Direction 1:
In the panel recap on investing and developing in the United States, condense the paragraph beginning "New York and the other gateway cities" into a short bulleted list that keeps its main facts.
Direction 2:
According to the panel recap on investing and developing in the United States, on what day and date was the U.S. panel held?
Direction 3:
Pick up the panel recap on investing and developing in the United States after its final sentence and carry it forward.

Extracted text:
Investing & Developing in the United States: what, where and how?
This year Commercial Observer partnered with MIPIM to co-organize the program’s U.S panel on Wednesday March 13th entitled “Investing & Developing in the United States: what, where and how?” Here’s what a selection of the speakers had to say:
Kenneth Fisher, Partner, Fisher Brothers
It’s a great time to invest and develop in the United States. Overall, the economy remains strong and there continues to be job growth, which are major contributing factors in making the U.S. prime for development.
The reforms to the Foreign Investment in Real Property Tax Act (FIRPTA) have been favorable. While I do think further reform is needed to spur investment in crucial infrastructure improvements, the changes to FIRPTA have no doubt contributed to economic growth and made developing in the United States a more efficient and worthwhile endeavor.
New York and the other gateway cities are attractive markets that draw a diverse investment pool across all asset classes. There is also increasing momentum in the secondary and tertiary markets, with new opportunities for development and investment in business-friendly markets like Nashville, Austin and cities in the Midwest. In addition, the advent of Opportunity Zones has created a good alternative to traditional central business district development.
I think there are opportunities across a variety of sectors right now. With an increased push for sustainable practices and many owners making efforts to lower their carbon footprint, the energy sector is an interesting one. In the retail sector, online shopping continues to boom and this growth has led to industrial opportunities, since online retailers need warehouses to store their goods. There are also opportunities for alternative retail development, like our Area15 project which weaves together immersive experiences, events, art, restaurants and bars.

Extracted entries:
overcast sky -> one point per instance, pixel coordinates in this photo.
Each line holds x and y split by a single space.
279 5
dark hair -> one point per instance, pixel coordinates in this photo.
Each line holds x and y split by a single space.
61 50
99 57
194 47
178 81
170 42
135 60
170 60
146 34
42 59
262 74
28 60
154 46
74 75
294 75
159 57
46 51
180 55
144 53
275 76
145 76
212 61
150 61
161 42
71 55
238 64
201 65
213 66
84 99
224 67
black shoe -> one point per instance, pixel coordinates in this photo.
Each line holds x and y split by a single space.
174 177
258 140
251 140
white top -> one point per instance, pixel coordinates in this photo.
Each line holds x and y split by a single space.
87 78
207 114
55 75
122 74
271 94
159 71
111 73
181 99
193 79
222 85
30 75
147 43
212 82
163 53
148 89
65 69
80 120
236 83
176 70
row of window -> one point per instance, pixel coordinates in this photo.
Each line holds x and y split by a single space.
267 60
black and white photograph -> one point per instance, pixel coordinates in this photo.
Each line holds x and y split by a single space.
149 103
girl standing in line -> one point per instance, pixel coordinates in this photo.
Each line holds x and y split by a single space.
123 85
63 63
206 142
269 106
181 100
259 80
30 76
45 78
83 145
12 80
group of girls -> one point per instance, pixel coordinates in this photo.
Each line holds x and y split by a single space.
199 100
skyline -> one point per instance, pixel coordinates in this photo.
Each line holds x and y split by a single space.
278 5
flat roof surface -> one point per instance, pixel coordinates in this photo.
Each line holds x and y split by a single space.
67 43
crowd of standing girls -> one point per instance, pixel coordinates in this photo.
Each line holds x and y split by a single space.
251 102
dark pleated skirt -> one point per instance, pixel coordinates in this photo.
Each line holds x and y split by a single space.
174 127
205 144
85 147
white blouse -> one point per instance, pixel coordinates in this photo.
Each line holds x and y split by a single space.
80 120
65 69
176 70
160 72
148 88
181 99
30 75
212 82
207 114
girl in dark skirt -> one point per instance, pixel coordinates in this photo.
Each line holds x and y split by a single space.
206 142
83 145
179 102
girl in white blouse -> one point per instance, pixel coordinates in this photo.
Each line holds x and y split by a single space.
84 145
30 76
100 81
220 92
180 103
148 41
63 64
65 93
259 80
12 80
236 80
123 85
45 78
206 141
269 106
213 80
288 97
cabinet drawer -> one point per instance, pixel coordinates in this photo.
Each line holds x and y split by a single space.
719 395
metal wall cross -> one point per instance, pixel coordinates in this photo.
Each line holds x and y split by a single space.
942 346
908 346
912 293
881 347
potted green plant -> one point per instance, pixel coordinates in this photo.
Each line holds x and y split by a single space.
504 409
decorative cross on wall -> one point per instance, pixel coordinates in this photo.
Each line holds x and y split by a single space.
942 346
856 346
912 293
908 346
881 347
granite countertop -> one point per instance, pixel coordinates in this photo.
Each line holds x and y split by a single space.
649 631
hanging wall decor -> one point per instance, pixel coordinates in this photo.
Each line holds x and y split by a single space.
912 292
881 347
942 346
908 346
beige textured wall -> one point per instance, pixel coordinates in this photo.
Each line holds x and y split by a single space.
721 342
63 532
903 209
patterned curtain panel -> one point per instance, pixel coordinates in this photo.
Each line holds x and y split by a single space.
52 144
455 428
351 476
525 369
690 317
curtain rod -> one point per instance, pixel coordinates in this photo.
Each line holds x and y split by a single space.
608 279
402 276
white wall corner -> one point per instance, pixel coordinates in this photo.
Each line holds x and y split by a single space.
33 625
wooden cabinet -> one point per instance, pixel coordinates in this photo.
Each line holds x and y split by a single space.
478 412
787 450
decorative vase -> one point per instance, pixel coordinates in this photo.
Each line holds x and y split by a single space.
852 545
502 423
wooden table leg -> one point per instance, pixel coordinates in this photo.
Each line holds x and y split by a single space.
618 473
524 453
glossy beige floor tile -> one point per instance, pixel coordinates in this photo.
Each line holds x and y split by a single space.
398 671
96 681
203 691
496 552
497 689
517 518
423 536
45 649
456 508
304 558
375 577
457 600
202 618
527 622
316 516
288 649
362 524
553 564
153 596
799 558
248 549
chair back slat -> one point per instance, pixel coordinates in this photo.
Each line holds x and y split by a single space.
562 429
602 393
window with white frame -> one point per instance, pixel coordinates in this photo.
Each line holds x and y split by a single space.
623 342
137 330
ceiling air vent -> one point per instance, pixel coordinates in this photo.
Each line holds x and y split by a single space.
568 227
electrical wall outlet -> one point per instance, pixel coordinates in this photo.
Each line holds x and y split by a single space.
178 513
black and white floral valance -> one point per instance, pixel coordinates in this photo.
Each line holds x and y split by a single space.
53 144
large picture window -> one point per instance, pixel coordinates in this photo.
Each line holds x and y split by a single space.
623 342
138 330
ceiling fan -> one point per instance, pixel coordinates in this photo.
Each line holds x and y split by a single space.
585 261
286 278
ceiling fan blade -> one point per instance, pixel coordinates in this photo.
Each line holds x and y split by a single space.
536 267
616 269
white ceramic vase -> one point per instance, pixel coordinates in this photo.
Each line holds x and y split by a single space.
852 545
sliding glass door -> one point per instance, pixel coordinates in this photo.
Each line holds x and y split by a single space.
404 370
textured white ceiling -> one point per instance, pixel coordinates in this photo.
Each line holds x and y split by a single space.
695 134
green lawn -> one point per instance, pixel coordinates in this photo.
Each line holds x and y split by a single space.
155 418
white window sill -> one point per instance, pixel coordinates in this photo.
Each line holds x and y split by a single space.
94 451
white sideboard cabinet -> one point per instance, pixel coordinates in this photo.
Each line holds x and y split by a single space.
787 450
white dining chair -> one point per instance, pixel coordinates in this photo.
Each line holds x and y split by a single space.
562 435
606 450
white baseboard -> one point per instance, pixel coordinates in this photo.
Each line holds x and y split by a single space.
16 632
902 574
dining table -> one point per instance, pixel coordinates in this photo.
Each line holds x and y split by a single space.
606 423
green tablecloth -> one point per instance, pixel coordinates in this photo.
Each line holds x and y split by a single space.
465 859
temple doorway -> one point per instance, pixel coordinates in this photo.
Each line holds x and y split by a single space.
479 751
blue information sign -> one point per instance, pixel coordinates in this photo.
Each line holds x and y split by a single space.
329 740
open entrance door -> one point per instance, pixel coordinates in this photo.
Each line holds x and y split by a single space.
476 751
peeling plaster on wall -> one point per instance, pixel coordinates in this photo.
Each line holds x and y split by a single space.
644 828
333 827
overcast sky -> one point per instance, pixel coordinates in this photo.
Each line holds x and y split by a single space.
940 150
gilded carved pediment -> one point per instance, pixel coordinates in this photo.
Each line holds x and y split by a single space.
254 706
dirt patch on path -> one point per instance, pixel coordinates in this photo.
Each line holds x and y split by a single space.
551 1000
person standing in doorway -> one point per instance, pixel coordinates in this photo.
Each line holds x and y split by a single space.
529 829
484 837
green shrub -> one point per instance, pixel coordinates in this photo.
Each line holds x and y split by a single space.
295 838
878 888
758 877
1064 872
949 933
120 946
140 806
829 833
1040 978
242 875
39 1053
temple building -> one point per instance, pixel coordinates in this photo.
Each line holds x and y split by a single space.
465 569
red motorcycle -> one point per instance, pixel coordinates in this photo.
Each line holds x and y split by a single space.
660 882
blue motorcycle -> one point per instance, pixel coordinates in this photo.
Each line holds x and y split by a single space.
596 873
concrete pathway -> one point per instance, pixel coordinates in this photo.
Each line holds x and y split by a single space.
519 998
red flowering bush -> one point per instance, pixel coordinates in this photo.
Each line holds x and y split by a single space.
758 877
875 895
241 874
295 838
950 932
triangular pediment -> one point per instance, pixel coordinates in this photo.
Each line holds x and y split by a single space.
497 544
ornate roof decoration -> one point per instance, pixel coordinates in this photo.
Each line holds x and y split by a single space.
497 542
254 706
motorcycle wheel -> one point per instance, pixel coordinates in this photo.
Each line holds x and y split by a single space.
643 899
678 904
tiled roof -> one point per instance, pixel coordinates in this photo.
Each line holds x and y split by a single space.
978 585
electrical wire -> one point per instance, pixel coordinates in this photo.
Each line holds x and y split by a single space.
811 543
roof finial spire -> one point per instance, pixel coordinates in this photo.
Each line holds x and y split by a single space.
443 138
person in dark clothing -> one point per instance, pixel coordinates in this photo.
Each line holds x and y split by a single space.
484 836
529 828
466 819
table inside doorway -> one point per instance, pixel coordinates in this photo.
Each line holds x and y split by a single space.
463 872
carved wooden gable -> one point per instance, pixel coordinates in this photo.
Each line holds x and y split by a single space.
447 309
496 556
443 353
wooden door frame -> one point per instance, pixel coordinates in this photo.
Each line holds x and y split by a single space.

Answer 1:
- New York and other gateway cities attract a diverse investment pool across all asset classes.
- Secondary and tertiary markets are gaining momentum, with new development and investment opportunities in business-friendly markets such as Nashville, Austin and Midwest cities.
- Opportunity Zones offer a good alternative to traditional central business district development.

Answer 2:
The panel was held on Wednesday, March 13th.

Answer 3:
Mark Edelstein, Partner, Morrison & Foerster LLP
Multi-family ownership and development present some strong investment opportunities. A good rule of thumb is to watch the migration patterns of baby boomers and millennials.
The boomers have started to age out of their primary and second homes. Wishing to downsize, they have begun selling, but are too young for assisted living. Many move to cities, while others look at continuing care retirement communities and other senior living options. While there has been overbuilding in the high-end luxury condo space in many cities, this sector may see an uptick in luxury product development.
Millennials tend to shy away from home ownership, so rental housing focused on this group remains robust. Class B multi-family generally is strong in the U.S. given the housing affordability crisis many feel we are facing in America.
The pace of industrial development, such as modern logistics properties, will continue to increase. Political tensions may cause a short-term slowdown, but eventually political difficulties will resolve, and we currently don’t have enough modern properties to fill the needed volume.
The life sciences and healthcare sectors are booming. Other asset classes to consider involve 5G technology infrastructure and farm land, given the focus on higher quality, less mass produced products.
Some of the hottest growth markets seem to be major cities in the Southeast – such as Atlanta, Charlotte, Nashville, and Miami – and Southwest – such as Austin, Dallas, Phoenix, and Houston. The driver is a strong tech talent pool coupled with a favorable political and tax climate.
Bruce Mosler, Chairman, Global Brokerage, Cushman & Wakefield
The greatest opportunities in the United States commercial real estate market are a result of the changing demographics of our country as well as the urbanization of America. According to the U.S. Bureau of Labor Statistics, millennials make up 28.5% of our population and have the highest representation in our current workforce. The millennial generation is spearheading continuous urbanization as they drive where businesses locate and what amenities are necessary in the new paradigm around property.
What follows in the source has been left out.